Task requirements:
Edit the part of the material that opens with the line containing "Prompts, where an" and closes with the line containing "box: [97, 73, 132, 150]" so that "rough mask" becomes "coarse mask" throughout and nothing else changes. Give back only those lines.

Record set:
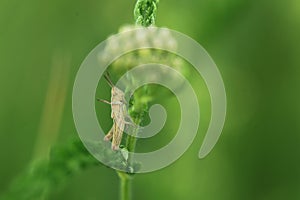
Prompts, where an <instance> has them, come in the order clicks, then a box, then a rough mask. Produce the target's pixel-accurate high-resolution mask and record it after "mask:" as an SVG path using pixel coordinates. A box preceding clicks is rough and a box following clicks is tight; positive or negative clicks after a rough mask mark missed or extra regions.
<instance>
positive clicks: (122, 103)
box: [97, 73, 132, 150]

---

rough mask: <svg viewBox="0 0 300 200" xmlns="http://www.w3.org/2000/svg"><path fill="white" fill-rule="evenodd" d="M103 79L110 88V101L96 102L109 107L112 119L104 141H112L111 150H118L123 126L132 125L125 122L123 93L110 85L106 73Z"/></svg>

Written answer:
Prompts, where an <instance> has them, come in the order clicks, then a box, then a coarse mask. Produce the target's pixel-accurate high-resolution mask and record it after "mask:" as an SVG path using pixel coordinates. A box preceding clicks is rough and a box following clicks is tight; positive or negative clicks after a coarse mask mark missed or extra regions.
<instance>
positive clicks: (122, 103)
box: [97, 73, 132, 150]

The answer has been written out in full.